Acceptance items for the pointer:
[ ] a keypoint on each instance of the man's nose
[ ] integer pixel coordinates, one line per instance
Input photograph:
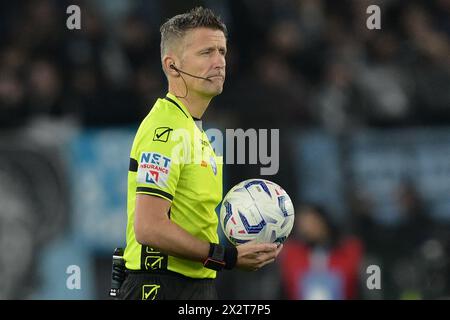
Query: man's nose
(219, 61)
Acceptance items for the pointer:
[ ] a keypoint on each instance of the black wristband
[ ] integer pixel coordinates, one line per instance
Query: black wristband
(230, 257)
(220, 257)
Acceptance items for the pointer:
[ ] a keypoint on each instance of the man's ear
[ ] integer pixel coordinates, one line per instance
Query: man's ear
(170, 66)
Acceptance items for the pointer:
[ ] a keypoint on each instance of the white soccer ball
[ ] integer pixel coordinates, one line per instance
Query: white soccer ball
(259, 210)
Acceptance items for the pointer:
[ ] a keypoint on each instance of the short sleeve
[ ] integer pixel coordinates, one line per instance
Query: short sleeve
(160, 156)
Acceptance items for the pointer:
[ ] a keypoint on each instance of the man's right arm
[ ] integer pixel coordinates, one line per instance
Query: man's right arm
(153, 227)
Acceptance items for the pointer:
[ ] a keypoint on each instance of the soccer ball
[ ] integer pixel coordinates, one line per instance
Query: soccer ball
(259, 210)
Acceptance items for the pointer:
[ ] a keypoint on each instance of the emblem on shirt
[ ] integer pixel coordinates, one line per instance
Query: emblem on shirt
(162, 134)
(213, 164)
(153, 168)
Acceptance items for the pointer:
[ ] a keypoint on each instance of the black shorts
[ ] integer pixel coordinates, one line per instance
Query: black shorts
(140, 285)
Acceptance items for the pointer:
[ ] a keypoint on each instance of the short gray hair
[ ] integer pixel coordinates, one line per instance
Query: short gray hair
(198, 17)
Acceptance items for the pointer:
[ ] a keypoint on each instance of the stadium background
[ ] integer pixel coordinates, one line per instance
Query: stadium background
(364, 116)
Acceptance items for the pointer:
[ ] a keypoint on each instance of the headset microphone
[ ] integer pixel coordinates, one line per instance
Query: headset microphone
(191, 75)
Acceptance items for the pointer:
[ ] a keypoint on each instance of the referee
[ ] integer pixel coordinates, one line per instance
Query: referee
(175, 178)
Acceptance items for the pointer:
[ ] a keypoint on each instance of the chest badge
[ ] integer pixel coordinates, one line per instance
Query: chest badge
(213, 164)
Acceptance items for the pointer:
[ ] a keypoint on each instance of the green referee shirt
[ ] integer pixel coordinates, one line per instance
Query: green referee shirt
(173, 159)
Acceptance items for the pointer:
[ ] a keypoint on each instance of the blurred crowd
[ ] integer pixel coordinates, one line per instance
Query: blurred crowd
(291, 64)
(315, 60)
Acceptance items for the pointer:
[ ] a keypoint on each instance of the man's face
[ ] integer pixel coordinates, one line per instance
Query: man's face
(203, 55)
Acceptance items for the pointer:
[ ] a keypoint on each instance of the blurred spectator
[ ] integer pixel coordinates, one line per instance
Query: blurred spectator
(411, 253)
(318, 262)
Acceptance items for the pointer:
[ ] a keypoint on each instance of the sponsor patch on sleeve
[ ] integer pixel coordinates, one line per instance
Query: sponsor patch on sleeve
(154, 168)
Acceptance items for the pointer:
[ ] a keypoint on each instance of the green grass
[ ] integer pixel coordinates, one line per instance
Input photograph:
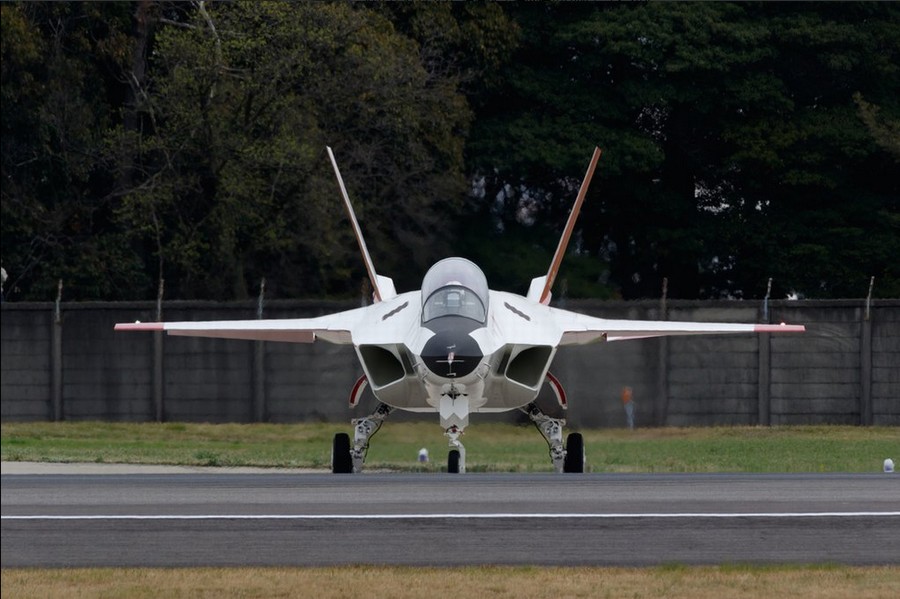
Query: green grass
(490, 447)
========
**Task to complete:** Find each line above that contains the word "patch" and copy those lines out.

**The answer:**
[ ] a keypoint on each instance of the sponsor patch on sleeve
Query: sponsor patch on sleeve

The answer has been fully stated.